Pick out each line of the material below that contains the word "photo" and copy those lines.

- - - -

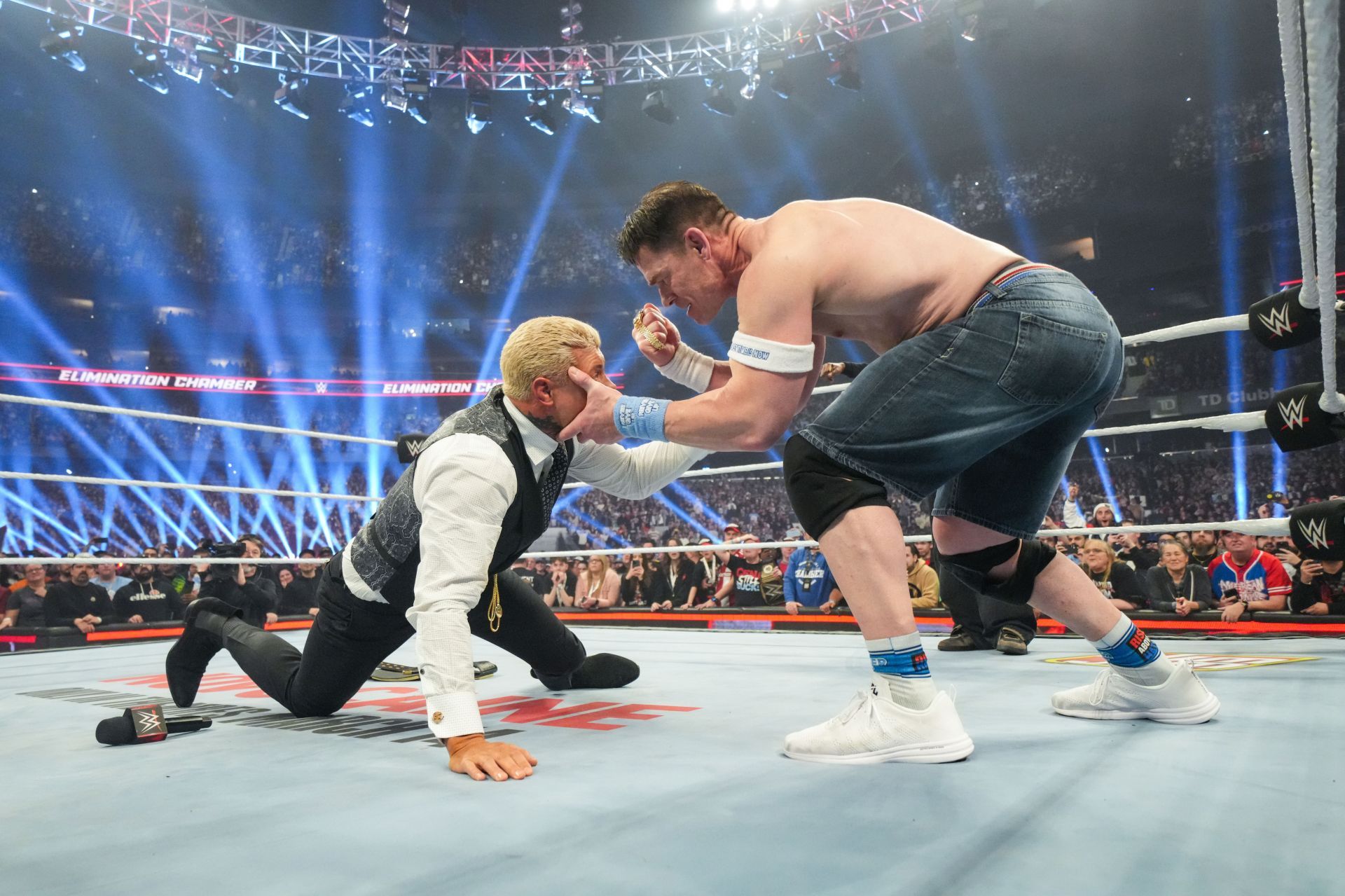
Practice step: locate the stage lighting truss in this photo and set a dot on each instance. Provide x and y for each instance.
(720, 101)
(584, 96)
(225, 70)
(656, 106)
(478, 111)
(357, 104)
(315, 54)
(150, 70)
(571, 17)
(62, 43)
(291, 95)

- - - -

- Written answer -
Practice step: locate the stage lighting truss in this photo and set a dot on each instance. Provide x and y for each instance.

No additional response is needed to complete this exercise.